**Exercise details:** The answer must consist of every line from the data that holds "dark".

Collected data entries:
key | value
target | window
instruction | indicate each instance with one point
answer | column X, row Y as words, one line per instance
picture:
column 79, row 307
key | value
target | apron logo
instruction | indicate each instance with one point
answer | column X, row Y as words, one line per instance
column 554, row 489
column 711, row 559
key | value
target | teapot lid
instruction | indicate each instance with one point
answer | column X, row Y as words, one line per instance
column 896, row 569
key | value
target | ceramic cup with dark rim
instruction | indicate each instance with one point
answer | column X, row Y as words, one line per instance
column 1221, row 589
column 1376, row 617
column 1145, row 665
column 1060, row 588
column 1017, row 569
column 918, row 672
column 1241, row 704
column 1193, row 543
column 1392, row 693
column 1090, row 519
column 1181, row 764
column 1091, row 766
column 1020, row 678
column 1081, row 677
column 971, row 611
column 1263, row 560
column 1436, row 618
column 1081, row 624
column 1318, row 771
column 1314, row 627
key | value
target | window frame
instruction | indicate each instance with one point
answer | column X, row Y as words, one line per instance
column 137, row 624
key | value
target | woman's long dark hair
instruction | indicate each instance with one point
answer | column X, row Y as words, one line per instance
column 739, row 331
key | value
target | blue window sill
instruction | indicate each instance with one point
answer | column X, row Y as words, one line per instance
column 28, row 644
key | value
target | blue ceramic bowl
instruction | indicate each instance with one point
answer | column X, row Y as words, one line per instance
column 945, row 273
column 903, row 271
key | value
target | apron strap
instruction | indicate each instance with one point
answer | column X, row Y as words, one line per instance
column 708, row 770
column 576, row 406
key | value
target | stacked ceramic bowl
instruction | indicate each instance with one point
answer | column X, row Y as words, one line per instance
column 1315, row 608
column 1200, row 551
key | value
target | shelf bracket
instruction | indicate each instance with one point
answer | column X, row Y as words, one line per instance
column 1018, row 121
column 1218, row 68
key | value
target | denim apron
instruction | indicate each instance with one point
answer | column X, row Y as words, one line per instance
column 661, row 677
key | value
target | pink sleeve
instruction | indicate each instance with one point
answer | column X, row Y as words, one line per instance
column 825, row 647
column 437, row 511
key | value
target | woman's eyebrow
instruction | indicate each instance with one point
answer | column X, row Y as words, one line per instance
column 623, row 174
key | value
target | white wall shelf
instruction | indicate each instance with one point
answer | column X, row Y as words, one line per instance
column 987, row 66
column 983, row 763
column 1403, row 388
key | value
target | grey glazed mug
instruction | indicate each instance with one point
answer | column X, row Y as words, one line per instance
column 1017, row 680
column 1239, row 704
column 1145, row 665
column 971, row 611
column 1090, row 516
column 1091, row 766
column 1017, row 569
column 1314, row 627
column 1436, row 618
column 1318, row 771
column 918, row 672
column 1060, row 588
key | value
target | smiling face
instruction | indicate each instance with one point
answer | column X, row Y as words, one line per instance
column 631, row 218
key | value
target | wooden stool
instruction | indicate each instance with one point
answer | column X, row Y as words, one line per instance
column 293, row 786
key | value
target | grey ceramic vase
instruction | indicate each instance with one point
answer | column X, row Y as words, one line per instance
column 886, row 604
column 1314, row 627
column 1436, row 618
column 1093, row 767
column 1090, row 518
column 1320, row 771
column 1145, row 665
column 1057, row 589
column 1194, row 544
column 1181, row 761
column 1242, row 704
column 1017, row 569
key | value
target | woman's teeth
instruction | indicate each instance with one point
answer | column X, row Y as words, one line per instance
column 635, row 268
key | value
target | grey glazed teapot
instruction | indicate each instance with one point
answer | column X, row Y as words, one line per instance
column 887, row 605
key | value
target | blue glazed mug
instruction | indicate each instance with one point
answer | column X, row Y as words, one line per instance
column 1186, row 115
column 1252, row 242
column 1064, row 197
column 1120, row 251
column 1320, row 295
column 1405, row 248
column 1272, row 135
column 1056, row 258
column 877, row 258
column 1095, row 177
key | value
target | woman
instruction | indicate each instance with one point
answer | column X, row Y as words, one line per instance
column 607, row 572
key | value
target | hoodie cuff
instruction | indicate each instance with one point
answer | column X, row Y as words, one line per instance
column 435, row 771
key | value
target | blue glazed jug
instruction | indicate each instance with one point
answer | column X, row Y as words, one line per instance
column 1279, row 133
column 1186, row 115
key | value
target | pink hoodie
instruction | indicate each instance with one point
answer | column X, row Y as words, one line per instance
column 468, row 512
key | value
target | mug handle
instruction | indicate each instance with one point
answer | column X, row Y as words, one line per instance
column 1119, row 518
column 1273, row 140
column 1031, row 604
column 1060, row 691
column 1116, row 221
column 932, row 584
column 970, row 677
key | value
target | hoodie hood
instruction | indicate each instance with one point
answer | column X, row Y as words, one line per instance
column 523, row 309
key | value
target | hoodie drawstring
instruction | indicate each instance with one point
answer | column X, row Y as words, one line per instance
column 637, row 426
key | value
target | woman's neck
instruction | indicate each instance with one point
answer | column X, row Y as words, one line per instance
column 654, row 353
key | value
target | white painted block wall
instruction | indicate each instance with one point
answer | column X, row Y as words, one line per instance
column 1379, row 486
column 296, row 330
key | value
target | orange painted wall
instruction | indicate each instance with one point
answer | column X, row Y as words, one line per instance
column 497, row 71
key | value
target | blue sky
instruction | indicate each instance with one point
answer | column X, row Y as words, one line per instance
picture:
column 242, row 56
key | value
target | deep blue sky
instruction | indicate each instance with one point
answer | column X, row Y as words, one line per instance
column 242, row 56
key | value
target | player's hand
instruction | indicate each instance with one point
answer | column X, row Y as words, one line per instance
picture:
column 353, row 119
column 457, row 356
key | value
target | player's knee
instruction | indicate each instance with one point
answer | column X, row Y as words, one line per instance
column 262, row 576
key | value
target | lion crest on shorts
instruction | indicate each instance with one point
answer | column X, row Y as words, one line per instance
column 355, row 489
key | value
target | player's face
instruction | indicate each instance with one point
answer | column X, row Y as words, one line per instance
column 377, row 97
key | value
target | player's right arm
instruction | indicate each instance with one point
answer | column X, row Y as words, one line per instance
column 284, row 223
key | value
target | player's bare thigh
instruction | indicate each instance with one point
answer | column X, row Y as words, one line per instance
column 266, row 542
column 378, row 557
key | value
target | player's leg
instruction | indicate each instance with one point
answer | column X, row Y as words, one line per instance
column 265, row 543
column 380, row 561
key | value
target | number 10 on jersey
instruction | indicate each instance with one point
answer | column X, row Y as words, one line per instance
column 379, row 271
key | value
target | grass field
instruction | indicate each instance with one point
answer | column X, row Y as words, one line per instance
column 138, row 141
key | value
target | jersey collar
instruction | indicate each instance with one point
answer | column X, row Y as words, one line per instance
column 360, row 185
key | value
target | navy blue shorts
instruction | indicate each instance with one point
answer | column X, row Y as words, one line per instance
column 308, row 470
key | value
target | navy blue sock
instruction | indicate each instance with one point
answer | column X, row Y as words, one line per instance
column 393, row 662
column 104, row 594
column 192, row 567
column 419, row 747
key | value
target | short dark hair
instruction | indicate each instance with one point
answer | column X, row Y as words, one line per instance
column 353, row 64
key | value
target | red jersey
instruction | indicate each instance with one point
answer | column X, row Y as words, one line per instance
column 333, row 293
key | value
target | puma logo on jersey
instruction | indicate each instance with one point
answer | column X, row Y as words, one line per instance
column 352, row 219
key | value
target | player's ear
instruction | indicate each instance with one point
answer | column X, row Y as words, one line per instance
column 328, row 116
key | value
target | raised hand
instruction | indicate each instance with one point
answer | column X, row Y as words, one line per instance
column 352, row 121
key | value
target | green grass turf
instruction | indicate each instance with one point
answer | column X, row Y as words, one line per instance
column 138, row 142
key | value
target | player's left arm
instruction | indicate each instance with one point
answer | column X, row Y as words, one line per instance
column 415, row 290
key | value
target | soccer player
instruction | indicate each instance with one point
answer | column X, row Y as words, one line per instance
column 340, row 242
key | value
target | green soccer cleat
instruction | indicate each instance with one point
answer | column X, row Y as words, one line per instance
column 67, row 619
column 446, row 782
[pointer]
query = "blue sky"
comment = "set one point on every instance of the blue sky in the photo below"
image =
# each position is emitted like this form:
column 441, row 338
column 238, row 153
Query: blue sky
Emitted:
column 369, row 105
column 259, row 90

**Result:**
target | ceramic cup with dark rim
target | woman's long dark hair
target | short dark hair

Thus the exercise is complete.